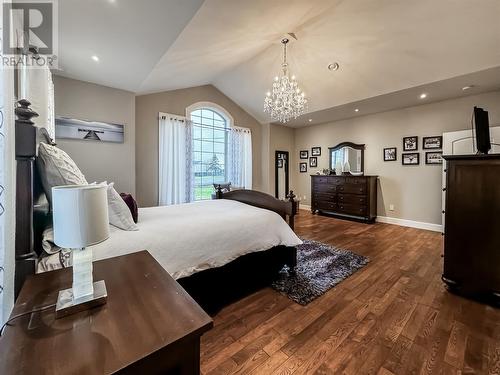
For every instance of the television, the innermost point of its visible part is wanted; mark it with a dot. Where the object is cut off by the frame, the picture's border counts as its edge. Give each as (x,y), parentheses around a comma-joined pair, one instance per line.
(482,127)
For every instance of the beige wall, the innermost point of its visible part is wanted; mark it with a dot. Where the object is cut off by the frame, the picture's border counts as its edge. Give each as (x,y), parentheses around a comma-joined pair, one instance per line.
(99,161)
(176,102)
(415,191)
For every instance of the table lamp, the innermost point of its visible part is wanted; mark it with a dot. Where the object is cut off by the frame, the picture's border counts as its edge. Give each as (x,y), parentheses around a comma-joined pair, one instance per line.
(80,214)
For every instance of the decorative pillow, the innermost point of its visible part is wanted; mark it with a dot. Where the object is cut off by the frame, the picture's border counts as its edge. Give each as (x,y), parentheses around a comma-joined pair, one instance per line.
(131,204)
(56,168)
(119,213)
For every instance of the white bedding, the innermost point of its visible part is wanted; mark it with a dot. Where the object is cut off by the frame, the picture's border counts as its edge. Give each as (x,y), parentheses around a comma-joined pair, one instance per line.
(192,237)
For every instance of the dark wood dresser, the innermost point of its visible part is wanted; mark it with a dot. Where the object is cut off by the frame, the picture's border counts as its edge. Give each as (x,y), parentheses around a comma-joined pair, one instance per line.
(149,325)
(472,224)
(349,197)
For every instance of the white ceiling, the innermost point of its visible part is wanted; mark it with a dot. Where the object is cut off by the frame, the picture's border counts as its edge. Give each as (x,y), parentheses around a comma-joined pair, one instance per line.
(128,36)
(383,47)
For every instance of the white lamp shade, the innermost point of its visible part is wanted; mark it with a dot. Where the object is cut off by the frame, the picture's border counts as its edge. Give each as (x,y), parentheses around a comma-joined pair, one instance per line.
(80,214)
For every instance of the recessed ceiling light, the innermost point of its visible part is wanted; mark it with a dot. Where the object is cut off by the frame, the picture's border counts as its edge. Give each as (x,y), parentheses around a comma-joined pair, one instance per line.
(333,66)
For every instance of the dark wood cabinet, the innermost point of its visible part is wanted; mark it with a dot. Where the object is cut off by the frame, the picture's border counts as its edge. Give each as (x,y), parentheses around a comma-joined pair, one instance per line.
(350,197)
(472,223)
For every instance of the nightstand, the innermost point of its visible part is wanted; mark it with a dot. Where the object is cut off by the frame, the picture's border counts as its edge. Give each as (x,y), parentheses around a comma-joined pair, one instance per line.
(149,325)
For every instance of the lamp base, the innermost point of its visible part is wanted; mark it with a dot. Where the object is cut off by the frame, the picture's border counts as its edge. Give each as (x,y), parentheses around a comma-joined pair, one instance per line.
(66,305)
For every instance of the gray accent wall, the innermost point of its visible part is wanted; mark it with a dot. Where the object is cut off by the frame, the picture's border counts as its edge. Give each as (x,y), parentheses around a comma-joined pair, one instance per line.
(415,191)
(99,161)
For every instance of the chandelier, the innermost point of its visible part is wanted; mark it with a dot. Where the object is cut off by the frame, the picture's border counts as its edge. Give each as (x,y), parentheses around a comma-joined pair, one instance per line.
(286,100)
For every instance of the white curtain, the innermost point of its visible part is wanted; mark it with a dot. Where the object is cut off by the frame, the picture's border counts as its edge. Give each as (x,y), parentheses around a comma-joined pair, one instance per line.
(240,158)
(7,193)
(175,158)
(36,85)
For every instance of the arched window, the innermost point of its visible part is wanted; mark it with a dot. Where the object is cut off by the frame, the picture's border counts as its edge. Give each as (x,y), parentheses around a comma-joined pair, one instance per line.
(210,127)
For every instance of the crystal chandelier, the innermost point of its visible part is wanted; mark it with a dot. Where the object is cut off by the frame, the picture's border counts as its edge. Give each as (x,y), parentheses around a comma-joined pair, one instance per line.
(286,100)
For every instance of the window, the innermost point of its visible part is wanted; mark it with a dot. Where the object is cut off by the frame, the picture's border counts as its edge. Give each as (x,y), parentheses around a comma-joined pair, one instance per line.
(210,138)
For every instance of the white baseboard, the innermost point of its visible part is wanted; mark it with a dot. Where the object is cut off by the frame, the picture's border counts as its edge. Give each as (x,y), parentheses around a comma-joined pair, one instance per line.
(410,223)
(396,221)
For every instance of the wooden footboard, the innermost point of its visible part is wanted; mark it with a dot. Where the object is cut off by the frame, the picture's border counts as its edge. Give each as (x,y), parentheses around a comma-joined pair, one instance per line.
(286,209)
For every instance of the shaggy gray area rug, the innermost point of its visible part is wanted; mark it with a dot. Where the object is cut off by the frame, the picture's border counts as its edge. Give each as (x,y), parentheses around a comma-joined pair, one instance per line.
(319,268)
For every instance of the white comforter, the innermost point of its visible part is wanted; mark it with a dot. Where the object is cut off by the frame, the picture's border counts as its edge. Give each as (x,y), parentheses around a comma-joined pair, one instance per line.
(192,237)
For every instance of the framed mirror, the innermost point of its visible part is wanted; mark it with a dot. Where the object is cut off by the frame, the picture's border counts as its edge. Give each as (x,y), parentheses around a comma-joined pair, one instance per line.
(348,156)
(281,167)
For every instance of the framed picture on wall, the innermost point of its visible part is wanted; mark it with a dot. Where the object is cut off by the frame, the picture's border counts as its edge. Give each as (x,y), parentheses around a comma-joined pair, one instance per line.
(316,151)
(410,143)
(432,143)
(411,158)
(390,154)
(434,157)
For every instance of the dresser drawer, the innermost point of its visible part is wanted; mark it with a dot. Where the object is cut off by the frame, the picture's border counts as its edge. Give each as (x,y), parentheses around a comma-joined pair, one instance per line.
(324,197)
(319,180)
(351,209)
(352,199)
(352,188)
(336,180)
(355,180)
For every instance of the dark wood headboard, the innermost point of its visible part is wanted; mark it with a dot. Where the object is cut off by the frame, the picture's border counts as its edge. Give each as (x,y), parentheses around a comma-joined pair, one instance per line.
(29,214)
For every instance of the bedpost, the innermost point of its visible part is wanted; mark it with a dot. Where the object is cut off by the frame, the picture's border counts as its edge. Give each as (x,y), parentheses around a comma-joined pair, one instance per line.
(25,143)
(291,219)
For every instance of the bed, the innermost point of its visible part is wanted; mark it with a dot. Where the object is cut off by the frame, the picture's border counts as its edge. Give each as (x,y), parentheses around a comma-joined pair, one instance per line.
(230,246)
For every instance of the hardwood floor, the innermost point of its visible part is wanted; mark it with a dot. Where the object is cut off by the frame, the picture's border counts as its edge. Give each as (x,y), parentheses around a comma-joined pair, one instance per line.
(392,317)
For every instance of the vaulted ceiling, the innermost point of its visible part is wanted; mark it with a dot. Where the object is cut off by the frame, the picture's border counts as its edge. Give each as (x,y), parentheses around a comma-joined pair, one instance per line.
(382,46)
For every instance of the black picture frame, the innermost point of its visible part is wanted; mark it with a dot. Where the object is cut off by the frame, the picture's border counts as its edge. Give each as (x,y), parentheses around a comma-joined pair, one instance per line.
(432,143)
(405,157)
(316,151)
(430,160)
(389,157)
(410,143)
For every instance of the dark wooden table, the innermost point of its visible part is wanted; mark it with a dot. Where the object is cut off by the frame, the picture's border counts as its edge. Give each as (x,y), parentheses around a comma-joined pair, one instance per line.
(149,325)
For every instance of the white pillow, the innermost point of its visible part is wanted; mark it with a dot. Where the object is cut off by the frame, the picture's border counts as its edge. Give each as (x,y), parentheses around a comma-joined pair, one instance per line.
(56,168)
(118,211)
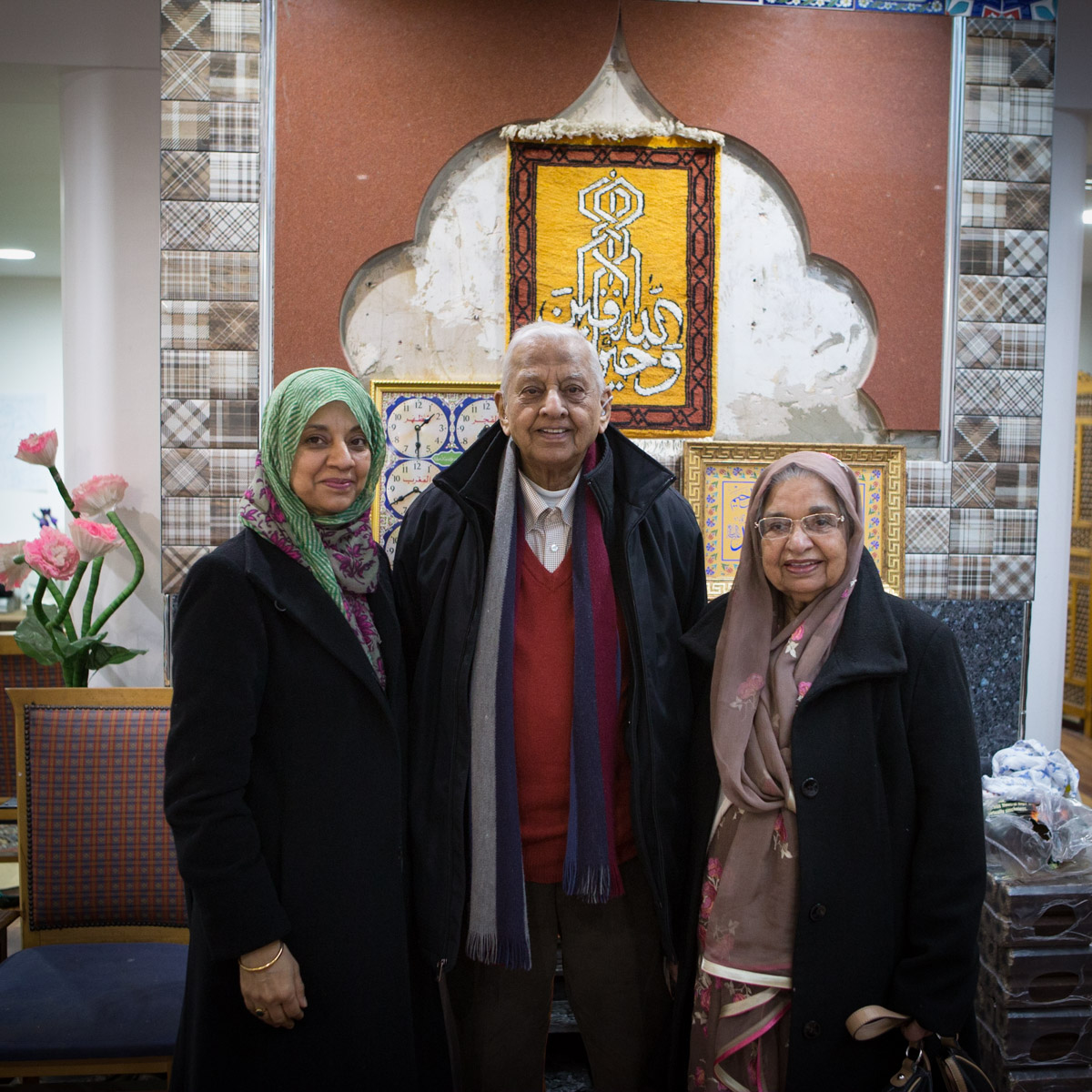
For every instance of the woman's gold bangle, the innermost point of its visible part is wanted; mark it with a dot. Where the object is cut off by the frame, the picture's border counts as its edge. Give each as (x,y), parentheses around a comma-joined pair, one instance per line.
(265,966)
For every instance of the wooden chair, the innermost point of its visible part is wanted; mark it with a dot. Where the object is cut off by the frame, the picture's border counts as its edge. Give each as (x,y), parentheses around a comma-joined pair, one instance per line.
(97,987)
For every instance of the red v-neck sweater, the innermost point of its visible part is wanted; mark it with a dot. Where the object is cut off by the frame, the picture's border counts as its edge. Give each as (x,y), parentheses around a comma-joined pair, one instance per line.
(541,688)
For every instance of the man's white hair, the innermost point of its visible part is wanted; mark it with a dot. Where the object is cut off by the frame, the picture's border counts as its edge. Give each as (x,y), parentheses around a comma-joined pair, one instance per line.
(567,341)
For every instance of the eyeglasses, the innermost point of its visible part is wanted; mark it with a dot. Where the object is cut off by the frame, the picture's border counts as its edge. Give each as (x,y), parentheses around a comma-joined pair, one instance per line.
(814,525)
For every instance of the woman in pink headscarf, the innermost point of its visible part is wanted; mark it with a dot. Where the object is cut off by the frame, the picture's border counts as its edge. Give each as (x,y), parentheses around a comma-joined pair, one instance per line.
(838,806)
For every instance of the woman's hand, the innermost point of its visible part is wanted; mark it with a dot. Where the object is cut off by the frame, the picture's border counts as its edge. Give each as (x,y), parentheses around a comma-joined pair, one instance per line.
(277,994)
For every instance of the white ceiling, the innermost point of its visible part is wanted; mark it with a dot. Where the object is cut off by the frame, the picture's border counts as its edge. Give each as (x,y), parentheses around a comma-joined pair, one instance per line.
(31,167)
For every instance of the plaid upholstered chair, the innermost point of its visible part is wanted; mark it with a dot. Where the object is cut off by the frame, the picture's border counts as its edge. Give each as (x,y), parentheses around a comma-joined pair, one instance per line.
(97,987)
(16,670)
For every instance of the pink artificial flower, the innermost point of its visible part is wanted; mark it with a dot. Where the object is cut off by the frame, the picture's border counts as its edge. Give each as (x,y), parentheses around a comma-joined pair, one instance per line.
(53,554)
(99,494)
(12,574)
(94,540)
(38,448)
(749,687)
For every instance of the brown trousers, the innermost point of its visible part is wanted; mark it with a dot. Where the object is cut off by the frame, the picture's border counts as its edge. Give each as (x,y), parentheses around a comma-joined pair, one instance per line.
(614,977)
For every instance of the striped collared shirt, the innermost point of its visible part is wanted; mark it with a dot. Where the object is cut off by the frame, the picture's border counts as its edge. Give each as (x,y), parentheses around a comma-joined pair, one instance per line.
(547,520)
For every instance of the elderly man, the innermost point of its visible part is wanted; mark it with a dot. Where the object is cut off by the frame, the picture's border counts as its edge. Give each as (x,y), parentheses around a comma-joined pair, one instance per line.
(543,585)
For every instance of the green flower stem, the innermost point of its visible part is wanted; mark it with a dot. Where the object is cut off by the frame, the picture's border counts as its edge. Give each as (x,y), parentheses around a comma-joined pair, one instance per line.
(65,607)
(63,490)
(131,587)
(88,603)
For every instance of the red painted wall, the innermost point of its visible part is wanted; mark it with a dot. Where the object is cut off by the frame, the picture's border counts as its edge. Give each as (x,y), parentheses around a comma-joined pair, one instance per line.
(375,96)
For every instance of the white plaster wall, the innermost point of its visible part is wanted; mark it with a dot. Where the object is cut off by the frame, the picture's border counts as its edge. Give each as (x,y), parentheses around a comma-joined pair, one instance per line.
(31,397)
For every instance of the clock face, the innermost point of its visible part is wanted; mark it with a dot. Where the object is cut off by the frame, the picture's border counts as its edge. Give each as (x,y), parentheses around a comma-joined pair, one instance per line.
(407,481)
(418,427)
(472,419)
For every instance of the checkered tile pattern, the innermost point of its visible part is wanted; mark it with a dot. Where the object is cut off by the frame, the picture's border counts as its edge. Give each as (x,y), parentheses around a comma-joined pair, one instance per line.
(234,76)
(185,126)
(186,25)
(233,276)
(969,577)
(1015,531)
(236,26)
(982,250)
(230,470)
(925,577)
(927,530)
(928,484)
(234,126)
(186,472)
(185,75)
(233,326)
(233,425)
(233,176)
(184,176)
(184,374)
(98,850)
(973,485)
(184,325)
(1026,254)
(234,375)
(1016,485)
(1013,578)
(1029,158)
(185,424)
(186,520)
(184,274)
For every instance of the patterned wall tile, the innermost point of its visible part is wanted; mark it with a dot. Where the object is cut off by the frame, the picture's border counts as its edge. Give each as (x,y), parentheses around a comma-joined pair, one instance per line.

········

# Exercise requirements
Give again, word for word, every line from the one holding "For every instance of the white plaster" to the end of the data.

# Exercise output
For every instance of the white plaster wall, the innermost point of its visible part is wanted; mark it with a dot. Where the object is cut off by the frame, the picture's border counts as its edge. Give each as (x,y), parentheses around a comma-joined pair, one instance per line.
(31,397)
For every instance of the clock face, the innermost point of its visible part is wanted; mark it with a dot. Where the object is cut off by the frame, the picture's border counts as its edge. Give each as (x,y), parentheses around a comma-joined pair, one instance per line.
(407,481)
(418,427)
(472,419)
For every instance of the checkered tile pattern, the innermost point of its visible part is wanted; mark it with a dot. Where the object is cut off by the frame, the picture's border counts as its edge. Give each as (x,y), parentheses around a comma-joined pair, one instance per line.
(234,76)
(185,126)
(186,25)
(233,276)
(969,577)
(1015,531)
(236,26)
(982,250)
(230,470)
(925,577)
(927,530)
(928,484)
(234,126)
(186,472)
(185,75)
(233,326)
(233,425)
(233,176)
(184,176)
(184,374)
(98,850)
(973,485)
(184,325)
(1026,254)
(234,375)
(1016,485)
(1013,578)
(1029,158)
(185,424)
(186,520)
(184,274)
For every instance of the patterned wall tile, the innermost point of its visible part is wanted; mark it with a dot. Where the object is cut off by the frame, the picture's border counts as its edge. Give each as (x,y), parentheses around a comma-joined pair, one instance per line.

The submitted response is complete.